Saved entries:
######
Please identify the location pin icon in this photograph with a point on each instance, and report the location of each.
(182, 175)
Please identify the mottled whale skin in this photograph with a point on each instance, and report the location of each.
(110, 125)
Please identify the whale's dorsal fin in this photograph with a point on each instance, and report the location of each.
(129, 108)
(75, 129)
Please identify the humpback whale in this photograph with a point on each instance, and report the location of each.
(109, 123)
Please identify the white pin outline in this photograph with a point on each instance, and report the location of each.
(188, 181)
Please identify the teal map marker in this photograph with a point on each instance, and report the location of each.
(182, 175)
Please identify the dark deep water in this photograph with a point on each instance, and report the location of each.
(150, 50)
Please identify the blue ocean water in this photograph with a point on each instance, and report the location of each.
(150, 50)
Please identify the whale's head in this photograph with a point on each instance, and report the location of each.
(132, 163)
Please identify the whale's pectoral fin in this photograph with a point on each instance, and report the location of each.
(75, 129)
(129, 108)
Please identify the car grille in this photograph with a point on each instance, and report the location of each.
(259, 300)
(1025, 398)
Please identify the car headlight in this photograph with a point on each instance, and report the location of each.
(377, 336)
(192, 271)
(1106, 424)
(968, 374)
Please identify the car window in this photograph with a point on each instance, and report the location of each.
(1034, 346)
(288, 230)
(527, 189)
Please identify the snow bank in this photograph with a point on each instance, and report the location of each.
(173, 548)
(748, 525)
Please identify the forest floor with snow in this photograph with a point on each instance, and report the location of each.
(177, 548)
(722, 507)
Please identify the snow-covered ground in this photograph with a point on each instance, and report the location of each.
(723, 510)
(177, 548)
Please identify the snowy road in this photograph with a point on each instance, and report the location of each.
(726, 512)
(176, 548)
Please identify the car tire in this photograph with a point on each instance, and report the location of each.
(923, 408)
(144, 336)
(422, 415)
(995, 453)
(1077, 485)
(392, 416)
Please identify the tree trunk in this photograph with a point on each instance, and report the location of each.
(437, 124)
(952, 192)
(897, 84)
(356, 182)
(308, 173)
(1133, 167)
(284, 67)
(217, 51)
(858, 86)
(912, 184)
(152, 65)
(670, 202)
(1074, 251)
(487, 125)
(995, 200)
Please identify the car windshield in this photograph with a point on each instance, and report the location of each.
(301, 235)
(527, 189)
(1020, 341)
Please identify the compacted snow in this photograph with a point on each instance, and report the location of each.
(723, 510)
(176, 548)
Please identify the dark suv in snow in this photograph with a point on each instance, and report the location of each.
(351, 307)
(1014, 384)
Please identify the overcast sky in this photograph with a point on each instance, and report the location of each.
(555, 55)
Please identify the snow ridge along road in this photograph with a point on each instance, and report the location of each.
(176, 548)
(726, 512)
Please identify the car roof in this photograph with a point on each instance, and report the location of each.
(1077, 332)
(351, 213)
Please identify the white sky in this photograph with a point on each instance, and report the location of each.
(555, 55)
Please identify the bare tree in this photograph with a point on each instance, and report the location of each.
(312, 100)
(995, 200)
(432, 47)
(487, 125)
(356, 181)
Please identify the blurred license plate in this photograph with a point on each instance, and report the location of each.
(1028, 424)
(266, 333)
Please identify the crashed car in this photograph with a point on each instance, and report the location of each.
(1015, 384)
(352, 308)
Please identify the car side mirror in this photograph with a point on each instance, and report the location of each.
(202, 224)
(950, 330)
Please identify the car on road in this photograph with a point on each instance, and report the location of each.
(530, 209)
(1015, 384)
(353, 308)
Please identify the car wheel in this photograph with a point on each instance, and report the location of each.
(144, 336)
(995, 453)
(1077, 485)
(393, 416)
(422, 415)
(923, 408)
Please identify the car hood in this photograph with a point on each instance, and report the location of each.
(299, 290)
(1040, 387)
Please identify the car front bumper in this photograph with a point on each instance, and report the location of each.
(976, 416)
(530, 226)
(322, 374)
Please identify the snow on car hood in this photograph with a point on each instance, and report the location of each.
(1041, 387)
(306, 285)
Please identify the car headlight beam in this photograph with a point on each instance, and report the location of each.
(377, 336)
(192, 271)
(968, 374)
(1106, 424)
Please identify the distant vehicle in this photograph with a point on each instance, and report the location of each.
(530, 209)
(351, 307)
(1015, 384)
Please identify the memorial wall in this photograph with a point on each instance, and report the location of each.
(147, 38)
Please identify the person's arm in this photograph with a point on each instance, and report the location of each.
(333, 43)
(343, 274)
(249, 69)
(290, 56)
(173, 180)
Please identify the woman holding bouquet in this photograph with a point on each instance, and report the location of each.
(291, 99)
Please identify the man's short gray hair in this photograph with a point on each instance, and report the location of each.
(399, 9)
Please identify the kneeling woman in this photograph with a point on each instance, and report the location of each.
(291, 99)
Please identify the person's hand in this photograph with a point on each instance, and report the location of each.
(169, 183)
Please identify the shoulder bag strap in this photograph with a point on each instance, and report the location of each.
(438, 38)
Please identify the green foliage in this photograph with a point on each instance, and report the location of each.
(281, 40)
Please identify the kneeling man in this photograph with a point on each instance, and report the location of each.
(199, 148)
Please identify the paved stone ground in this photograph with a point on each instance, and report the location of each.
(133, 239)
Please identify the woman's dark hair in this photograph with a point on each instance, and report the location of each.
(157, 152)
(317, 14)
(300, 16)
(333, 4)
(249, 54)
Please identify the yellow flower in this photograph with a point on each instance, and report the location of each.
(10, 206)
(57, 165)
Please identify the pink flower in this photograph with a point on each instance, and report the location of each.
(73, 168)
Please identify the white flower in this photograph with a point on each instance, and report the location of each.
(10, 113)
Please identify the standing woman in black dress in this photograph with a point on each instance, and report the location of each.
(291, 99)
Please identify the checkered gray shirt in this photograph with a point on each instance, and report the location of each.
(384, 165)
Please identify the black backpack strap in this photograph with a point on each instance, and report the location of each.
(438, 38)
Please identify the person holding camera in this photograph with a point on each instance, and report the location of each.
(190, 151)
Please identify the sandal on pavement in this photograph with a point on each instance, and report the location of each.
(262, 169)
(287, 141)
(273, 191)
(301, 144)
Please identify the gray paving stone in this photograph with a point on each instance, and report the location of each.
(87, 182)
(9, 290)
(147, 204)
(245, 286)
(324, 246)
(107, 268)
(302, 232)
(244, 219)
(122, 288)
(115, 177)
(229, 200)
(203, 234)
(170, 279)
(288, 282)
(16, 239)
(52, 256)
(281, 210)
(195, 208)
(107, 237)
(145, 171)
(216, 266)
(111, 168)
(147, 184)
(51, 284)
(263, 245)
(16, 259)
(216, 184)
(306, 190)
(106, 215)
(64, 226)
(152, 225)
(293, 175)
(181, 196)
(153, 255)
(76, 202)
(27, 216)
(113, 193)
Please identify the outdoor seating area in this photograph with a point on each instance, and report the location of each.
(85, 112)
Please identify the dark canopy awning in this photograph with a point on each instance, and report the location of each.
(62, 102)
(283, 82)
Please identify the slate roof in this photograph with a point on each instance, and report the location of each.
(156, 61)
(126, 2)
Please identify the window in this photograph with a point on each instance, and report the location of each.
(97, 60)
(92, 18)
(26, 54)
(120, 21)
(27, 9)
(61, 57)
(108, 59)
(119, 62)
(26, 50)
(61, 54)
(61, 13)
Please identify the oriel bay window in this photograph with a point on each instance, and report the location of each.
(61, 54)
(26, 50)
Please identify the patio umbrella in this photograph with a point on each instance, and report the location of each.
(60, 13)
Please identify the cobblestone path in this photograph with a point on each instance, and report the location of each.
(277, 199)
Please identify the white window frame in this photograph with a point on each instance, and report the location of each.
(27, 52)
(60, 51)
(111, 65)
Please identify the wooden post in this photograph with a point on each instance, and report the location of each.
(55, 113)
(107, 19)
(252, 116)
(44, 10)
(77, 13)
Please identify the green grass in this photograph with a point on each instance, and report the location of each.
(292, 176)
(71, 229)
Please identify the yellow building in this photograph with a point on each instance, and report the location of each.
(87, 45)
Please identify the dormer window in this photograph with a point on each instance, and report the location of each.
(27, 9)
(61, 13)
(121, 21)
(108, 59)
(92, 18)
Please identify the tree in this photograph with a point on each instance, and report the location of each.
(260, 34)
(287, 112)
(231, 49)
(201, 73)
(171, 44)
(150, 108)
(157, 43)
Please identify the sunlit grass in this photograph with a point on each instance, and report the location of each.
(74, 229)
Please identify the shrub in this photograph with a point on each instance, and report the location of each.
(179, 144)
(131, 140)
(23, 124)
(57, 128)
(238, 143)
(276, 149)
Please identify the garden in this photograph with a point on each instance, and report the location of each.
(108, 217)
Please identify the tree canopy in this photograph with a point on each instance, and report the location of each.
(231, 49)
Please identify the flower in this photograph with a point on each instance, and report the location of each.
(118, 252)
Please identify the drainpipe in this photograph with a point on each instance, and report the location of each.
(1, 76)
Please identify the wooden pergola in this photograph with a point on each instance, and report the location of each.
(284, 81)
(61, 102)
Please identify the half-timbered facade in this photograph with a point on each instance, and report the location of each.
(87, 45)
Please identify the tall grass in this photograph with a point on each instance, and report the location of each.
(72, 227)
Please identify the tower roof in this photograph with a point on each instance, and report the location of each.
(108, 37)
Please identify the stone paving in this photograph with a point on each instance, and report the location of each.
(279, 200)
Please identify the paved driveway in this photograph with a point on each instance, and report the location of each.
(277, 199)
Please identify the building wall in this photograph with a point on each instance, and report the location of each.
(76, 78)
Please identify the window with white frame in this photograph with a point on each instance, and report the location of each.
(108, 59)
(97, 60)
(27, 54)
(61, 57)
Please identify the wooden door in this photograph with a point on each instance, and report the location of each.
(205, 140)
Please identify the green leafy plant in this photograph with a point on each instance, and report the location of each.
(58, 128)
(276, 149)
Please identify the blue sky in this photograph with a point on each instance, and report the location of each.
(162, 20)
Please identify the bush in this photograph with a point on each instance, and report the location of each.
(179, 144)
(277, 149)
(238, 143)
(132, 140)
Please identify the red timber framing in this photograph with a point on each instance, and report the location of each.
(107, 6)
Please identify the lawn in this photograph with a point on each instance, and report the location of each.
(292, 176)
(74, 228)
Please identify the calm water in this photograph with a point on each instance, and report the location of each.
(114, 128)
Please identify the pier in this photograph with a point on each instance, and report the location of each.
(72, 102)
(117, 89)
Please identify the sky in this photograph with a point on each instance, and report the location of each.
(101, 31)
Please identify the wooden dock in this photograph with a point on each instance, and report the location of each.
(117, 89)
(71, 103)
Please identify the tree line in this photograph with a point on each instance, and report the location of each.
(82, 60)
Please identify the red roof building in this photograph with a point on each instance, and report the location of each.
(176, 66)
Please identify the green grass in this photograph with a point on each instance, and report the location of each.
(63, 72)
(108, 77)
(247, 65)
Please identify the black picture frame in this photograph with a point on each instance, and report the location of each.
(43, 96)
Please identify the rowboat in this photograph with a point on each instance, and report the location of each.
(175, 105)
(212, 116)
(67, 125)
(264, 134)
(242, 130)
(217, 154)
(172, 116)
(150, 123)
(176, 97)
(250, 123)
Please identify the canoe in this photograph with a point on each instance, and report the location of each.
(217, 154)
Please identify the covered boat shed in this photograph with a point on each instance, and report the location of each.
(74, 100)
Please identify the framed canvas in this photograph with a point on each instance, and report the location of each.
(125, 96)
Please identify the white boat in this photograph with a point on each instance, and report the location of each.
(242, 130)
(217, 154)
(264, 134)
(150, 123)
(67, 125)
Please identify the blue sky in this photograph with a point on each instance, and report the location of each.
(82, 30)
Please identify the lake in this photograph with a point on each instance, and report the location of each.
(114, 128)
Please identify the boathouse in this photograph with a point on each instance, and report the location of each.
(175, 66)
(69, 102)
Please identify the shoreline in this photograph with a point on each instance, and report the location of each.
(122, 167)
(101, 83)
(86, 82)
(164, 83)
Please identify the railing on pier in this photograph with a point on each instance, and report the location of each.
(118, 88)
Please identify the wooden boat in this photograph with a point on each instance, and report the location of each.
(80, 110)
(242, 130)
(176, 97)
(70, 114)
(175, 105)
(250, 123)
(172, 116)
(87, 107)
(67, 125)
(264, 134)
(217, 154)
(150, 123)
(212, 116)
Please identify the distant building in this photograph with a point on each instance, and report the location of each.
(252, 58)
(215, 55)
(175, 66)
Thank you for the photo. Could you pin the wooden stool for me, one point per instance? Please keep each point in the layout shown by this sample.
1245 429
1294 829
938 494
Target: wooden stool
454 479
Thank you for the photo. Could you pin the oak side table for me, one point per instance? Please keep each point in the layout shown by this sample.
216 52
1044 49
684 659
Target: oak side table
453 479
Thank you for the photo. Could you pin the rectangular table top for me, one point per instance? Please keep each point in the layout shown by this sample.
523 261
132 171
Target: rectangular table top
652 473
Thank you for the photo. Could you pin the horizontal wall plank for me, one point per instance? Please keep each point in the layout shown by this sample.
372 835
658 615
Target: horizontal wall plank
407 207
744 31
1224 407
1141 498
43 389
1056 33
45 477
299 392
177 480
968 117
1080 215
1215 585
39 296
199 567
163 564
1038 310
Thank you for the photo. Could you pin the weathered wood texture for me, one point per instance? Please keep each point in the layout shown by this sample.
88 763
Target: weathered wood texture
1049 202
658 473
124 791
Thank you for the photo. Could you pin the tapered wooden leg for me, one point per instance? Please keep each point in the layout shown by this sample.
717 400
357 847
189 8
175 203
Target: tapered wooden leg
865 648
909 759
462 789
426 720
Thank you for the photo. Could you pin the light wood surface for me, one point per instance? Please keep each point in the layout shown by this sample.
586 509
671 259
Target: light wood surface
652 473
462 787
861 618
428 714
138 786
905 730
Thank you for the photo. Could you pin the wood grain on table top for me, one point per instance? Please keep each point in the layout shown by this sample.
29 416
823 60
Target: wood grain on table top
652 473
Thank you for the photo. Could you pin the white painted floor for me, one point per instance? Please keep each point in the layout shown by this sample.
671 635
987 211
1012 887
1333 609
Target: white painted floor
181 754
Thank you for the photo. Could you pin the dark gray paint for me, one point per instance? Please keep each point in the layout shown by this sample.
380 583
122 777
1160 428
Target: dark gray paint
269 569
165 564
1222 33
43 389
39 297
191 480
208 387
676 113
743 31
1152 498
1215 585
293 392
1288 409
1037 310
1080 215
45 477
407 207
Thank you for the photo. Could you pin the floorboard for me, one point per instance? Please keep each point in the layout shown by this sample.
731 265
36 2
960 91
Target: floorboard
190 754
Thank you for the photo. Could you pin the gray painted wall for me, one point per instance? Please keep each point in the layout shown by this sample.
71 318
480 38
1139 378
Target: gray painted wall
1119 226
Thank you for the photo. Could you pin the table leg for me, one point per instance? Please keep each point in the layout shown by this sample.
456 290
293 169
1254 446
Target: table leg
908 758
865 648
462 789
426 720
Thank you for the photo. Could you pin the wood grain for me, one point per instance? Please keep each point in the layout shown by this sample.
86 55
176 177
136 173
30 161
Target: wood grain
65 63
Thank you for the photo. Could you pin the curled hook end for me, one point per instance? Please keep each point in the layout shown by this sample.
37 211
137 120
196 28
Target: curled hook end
######
REQUIRED ACTION:
For this exercise, copy every line of the data that holds "curled".

EXERCISE ANSWER:
Thank you for the photo. Could you pin the curled hook end for me, one point per instance? Please keep each point in the layout shown by this sample.
Target: curled hook end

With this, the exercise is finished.